■ STUDY TEXT:
>>>>

Celeste Martin4 May 2025 | 12:19

'You can’t learn in survival mode': Why trauma-informed teaching is urgently needed in SA classrooms

Many children face trauma daily, prompting calls to train teachers in trauma-informed practices that foster safety and healing.

'You can’t learn in survival mode': Why trauma-informed teaching is urgently needed in SA classrooms

Picture: Max Fisher via pexels

CapeTalk’s Sara-Jayne Makwala King is joined by Dumisani Tshabalala, Head of Academics at Oprah Winfrey Leadership Academy for Girls (OWLAG). 

Listen to their conversation in the audio clip below.

From poverty and violence to neglect and grief, everyday children across South Africa are burdened by trauma. 

Tshabalala recently penned an article titled: Why are we still training teachers as if trauma does not exist? wherein he stresses that a classroom should be more than a place of learning, but a space of healing.

"So in the classroom, if the stress that I'm inflicting on you as a child it's somewhat similar to what we experience at home, inevitably, the brain will shift into that survival mode and think about the things that happen at home. So as a teacher, I must be able to dose enough stress patterns that are different to what you've experienced at home or before, so that you are not thrown out of the classroom."
- Dumisani Tshabalala, Head of Academics at Oprah Winfrey Leadership Academy for Girls (OWLAG)

<<<<

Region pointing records
>>>>

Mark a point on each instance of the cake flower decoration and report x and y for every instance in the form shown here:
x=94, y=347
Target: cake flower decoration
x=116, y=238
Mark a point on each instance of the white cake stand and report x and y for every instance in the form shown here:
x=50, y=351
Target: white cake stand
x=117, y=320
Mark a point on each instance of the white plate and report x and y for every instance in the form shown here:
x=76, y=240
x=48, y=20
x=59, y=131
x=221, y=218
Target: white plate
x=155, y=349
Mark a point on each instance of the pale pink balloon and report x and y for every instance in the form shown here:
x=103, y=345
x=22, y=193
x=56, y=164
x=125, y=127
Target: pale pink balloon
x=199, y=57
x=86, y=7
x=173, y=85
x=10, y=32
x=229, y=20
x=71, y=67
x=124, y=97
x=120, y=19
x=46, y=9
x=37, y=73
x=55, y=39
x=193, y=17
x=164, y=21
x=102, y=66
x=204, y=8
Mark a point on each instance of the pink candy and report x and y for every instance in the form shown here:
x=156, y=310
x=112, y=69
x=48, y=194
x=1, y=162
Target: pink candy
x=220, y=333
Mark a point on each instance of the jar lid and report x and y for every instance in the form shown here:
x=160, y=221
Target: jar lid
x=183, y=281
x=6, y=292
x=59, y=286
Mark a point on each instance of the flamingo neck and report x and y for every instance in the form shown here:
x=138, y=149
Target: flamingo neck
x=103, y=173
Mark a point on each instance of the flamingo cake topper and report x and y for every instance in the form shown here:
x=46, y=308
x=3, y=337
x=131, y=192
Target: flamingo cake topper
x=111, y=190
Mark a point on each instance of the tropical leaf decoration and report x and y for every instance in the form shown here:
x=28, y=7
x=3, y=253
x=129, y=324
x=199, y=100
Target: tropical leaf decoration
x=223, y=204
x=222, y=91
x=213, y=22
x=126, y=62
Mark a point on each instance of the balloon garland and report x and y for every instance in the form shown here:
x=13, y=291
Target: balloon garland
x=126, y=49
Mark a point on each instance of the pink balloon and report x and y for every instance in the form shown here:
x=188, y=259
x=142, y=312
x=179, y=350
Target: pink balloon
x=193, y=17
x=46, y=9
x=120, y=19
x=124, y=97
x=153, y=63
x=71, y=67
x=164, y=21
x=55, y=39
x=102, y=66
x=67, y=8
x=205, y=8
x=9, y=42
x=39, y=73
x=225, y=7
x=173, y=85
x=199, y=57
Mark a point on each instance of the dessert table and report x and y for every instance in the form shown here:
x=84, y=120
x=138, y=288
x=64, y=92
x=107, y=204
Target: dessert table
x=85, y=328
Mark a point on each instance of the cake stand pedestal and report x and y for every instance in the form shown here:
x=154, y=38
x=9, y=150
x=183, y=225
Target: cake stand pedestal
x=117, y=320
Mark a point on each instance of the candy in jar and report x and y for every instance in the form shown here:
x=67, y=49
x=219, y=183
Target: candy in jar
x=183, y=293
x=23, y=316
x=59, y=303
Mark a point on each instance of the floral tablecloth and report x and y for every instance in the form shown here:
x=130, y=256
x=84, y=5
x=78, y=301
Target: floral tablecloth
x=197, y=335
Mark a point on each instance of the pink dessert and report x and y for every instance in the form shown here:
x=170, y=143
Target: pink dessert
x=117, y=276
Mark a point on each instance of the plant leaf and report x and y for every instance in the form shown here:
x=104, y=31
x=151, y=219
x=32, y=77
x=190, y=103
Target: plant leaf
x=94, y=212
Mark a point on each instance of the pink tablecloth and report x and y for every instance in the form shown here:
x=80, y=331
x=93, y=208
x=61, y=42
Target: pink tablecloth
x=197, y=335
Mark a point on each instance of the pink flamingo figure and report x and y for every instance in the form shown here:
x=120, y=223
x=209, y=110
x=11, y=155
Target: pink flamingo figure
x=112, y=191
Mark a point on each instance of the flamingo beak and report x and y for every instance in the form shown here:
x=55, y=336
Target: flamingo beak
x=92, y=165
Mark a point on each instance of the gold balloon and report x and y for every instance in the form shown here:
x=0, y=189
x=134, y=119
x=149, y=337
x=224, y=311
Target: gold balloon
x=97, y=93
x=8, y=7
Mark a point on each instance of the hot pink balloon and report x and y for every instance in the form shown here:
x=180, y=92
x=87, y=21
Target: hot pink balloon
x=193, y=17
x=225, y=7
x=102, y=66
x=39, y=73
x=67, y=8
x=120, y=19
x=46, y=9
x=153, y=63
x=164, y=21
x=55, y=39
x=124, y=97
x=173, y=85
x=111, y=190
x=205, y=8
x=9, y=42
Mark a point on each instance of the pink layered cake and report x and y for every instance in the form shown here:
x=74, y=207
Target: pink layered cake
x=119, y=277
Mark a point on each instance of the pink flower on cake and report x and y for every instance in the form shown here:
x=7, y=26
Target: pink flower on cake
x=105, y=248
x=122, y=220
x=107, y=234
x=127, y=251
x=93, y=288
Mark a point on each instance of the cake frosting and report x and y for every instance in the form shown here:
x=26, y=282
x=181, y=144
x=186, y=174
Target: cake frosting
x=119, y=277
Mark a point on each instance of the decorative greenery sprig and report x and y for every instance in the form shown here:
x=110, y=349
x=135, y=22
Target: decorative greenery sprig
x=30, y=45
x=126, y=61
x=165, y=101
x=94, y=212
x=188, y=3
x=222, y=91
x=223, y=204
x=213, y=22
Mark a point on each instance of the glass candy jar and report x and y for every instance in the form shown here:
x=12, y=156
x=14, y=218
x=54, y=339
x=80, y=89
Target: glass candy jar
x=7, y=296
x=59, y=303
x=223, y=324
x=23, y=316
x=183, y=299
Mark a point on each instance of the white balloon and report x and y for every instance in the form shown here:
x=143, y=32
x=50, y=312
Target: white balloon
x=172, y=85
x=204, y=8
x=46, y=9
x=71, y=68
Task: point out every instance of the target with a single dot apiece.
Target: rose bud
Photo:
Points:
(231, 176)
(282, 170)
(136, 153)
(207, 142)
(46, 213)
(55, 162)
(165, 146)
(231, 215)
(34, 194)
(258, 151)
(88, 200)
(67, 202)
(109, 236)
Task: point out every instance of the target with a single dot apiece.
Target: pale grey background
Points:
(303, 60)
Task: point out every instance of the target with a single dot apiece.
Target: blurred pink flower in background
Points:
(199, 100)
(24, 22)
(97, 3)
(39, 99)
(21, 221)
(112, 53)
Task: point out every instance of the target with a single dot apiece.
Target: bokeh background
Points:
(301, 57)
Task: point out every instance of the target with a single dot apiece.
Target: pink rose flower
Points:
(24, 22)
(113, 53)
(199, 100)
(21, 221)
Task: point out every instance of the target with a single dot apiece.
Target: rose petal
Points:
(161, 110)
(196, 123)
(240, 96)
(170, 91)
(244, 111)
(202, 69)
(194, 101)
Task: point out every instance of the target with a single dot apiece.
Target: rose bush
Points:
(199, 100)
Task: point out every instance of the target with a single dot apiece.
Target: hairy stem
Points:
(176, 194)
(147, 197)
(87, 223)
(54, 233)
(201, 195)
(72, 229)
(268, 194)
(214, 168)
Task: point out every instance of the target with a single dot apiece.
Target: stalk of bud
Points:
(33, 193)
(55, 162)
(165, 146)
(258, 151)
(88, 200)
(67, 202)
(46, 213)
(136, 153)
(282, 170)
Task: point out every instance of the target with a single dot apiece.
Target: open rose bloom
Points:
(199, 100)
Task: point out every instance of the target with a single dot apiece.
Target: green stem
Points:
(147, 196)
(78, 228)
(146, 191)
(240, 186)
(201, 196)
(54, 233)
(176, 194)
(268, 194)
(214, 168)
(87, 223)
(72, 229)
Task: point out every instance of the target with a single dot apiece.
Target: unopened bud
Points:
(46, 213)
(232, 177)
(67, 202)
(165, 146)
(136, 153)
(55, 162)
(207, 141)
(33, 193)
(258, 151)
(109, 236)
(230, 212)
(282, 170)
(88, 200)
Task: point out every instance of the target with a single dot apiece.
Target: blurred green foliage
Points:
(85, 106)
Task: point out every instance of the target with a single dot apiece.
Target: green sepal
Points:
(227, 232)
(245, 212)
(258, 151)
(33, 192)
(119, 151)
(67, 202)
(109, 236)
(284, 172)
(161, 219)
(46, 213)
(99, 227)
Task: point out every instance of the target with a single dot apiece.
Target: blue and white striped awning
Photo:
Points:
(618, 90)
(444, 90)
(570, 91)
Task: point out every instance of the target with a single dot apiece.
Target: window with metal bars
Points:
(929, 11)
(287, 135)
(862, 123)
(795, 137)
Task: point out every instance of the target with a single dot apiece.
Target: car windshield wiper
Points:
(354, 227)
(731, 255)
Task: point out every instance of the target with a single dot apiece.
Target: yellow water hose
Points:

<<<<

■ WHAT YOU SHOULD DO: List the sources of trauma that the trauma-informed teaching article says burden children across South Africa.

■ SOLUTION TO THIS TASK: Poverty, violence, neglect, grief